■ **Given entries**:
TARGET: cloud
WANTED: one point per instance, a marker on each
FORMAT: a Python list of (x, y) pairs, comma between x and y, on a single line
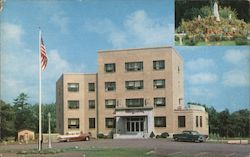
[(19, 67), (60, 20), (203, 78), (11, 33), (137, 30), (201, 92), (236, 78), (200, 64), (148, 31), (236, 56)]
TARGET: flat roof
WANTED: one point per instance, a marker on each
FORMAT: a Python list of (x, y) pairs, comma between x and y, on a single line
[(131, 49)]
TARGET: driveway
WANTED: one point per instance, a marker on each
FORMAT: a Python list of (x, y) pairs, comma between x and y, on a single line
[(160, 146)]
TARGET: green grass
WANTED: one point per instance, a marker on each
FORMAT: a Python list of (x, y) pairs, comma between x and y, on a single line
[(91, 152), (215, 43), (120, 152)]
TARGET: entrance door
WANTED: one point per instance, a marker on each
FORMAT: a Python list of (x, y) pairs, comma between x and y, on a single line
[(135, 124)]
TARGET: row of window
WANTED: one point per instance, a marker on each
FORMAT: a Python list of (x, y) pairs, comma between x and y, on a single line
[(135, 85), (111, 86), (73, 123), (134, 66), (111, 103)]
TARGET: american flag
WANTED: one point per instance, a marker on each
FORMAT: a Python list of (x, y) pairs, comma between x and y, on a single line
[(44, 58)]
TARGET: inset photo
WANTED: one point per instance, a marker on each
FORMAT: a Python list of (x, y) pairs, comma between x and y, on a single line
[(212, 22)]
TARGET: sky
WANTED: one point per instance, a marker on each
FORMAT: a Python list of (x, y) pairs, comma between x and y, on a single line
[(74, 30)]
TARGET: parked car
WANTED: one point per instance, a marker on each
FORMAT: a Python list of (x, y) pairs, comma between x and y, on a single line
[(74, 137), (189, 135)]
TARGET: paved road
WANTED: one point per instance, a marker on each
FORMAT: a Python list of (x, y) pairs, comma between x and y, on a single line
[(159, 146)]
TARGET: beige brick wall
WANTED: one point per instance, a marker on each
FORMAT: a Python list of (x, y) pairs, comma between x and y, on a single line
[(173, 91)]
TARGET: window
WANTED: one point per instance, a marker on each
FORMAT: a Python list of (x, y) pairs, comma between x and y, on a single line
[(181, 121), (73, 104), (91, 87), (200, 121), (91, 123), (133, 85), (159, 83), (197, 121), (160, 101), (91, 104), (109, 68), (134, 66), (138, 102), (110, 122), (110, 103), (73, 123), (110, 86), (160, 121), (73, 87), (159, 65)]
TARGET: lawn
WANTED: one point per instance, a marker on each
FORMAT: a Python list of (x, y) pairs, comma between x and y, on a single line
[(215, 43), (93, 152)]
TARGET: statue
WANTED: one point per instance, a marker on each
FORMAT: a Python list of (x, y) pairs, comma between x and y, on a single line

--

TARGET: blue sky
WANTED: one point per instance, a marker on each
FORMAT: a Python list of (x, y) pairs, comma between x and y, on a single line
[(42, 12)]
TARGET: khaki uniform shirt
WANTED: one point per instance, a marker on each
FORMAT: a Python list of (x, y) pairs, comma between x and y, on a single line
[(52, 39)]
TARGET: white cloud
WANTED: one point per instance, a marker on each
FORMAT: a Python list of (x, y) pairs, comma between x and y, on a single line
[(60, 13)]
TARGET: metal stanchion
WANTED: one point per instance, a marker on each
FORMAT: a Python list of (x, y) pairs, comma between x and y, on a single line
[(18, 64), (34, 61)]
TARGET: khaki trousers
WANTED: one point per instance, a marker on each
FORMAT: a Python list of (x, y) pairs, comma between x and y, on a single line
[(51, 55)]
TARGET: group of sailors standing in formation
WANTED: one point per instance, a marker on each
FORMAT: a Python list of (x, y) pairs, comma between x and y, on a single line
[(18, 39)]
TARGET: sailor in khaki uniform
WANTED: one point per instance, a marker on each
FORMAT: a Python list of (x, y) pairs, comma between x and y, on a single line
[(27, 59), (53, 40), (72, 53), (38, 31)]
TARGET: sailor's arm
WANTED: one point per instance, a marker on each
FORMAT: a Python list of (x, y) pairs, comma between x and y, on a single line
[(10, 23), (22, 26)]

--

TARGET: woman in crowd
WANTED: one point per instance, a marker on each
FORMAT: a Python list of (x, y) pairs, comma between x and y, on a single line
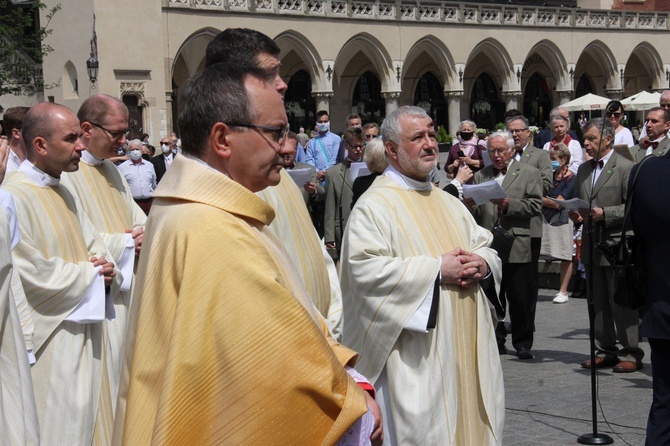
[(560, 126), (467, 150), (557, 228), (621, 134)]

■ **The request**: Edit the listing from the line containing "TARGET: parked car" through the line containing "[(159, 146)]", replacing "paved road" with "asphalt road" and leaving all else as it stands; give only those lines.

■ **Reply to the exercise**:
TARGET: parked car
WANTED: one point per instance, a marker on each
FORMAT: a Python list of (x, y) pairs, comma between x and y, on a single line
[(74, 137), (189, 135)]
TARGET: asphalt road
WANTED: one point per instance, a marker on each
FORMAT: a Python list of (x, y) pairs, comma between x and y, on a single line
[(159, 146)]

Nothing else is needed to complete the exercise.